A data block
-- Begin --

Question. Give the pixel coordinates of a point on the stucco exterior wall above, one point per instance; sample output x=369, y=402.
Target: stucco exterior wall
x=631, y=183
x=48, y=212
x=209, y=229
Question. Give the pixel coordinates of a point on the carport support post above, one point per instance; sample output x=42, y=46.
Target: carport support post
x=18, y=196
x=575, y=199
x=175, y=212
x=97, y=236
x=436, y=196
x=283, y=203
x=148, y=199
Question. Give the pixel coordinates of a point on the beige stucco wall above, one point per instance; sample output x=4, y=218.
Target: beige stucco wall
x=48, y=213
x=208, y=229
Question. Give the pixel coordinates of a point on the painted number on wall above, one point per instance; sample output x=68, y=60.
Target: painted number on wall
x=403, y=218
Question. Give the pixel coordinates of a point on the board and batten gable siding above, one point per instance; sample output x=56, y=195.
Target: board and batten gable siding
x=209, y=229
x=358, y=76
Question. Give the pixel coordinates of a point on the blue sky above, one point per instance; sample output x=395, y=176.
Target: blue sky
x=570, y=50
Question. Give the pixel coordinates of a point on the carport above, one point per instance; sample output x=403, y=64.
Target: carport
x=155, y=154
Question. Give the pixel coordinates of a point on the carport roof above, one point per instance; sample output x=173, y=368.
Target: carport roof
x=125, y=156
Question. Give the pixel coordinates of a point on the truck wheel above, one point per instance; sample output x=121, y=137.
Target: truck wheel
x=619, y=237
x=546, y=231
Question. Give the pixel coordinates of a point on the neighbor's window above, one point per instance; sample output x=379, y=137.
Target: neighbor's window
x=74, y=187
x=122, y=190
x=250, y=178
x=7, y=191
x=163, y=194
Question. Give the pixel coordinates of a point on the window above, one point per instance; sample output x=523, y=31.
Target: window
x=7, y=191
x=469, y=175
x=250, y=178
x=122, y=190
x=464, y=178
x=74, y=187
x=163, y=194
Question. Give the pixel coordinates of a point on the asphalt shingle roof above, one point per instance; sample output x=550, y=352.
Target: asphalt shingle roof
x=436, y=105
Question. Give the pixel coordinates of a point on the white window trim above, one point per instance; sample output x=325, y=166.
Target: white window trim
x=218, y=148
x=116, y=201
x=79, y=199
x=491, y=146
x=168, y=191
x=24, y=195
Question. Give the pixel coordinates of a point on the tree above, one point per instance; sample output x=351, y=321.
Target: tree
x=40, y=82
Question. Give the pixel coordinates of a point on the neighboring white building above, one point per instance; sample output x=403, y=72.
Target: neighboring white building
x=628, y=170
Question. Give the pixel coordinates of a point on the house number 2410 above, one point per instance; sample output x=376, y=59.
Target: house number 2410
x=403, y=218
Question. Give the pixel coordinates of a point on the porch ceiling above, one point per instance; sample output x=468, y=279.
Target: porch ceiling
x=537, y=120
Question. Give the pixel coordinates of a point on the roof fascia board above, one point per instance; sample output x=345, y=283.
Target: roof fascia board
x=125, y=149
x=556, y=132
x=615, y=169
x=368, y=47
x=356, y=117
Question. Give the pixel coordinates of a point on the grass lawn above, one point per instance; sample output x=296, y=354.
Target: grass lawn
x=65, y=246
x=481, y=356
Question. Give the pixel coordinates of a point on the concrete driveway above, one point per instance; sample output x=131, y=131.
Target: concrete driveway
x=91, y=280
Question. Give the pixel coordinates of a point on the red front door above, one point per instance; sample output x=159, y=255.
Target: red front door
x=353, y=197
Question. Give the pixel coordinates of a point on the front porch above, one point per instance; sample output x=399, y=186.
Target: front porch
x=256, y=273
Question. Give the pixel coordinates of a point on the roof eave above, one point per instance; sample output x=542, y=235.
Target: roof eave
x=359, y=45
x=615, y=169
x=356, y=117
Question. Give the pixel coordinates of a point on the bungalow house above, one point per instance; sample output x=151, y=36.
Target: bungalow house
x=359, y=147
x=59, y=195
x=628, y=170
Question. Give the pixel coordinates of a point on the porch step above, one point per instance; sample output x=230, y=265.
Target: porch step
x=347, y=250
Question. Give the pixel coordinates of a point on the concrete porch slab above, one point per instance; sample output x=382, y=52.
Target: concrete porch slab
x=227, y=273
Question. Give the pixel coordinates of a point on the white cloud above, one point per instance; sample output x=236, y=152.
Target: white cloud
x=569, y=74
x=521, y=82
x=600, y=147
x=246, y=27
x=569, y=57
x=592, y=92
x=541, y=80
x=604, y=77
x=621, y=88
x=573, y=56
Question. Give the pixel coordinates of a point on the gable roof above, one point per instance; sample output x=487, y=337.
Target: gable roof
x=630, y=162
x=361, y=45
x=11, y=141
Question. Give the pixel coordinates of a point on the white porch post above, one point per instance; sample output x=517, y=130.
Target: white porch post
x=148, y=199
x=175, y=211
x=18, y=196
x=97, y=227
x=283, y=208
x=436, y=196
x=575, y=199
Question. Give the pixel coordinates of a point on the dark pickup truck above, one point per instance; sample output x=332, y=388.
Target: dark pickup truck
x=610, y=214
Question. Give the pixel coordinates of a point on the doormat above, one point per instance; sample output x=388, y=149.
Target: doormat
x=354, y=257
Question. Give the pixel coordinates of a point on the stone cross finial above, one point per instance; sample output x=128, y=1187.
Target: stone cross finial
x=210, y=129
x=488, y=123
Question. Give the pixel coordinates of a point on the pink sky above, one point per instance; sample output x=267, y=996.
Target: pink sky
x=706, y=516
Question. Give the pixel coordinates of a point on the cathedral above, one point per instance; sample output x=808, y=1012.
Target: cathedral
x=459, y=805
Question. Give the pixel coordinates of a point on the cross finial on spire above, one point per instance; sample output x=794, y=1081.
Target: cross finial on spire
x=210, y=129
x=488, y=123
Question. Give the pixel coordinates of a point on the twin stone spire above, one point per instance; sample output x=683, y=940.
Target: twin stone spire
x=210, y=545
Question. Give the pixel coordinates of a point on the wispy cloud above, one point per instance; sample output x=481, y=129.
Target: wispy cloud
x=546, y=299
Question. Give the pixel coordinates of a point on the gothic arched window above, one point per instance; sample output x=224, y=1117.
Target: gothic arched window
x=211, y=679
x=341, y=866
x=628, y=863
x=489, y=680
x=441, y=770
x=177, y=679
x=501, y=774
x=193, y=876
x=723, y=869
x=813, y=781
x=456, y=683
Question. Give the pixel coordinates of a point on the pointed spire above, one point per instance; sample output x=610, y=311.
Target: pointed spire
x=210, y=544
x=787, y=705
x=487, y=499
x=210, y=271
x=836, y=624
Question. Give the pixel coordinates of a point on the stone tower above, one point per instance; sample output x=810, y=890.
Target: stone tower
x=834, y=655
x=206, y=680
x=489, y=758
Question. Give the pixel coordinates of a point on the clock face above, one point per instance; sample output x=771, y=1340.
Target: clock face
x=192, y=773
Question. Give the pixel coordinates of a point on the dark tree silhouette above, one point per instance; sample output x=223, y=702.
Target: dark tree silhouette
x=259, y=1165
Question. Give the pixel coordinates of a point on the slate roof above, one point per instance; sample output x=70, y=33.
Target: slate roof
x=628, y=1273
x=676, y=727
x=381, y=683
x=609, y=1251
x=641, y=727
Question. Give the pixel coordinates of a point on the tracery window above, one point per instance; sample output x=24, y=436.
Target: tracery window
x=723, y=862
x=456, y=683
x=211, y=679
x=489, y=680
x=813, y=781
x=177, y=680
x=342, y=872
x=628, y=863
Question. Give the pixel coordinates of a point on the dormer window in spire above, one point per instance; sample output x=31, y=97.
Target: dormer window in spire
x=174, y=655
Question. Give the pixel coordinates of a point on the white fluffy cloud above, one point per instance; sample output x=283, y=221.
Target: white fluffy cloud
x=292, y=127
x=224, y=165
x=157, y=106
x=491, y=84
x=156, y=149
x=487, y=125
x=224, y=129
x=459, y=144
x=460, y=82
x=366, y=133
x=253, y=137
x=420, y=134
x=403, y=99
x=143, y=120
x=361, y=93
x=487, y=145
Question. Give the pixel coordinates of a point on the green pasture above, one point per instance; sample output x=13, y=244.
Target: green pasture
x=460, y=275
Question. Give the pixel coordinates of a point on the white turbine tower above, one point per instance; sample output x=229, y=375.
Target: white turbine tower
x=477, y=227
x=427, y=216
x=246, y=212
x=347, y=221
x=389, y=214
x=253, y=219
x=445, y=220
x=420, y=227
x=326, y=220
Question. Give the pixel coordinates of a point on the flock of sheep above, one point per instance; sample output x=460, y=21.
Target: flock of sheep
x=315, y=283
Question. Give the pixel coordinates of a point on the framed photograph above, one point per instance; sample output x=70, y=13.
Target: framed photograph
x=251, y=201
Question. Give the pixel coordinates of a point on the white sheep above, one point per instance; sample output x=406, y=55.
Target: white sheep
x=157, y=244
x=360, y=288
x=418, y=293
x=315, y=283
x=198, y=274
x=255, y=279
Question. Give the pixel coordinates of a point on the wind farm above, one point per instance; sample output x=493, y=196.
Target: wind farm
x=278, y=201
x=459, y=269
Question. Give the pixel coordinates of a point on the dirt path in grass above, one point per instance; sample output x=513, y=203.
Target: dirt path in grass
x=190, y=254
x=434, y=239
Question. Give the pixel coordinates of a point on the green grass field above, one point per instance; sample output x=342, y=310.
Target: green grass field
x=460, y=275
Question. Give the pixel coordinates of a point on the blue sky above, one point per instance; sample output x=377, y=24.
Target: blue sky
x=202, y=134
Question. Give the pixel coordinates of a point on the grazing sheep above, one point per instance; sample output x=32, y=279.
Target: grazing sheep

-- End --

- _WHAT TO WORK ON_
Express the lines of the records from the line with "Question. Give the pixel coordinates of a point on the asphalt" to the line with "x=436, y=105" as a Markdown table, with a Row column holding the row number and a Line column holding the line, and skip blank lines.

- _TASK SOLUTION_
| Row | Line |
|---|---|
| 1 | Question. Give the pixel coordinates of a point on the asphalt shingle roof above, one point per instance; sample output x=550, y=352. |
| 2 | Target: asphalt shingle roof |
| 3 | x=436, y=105 |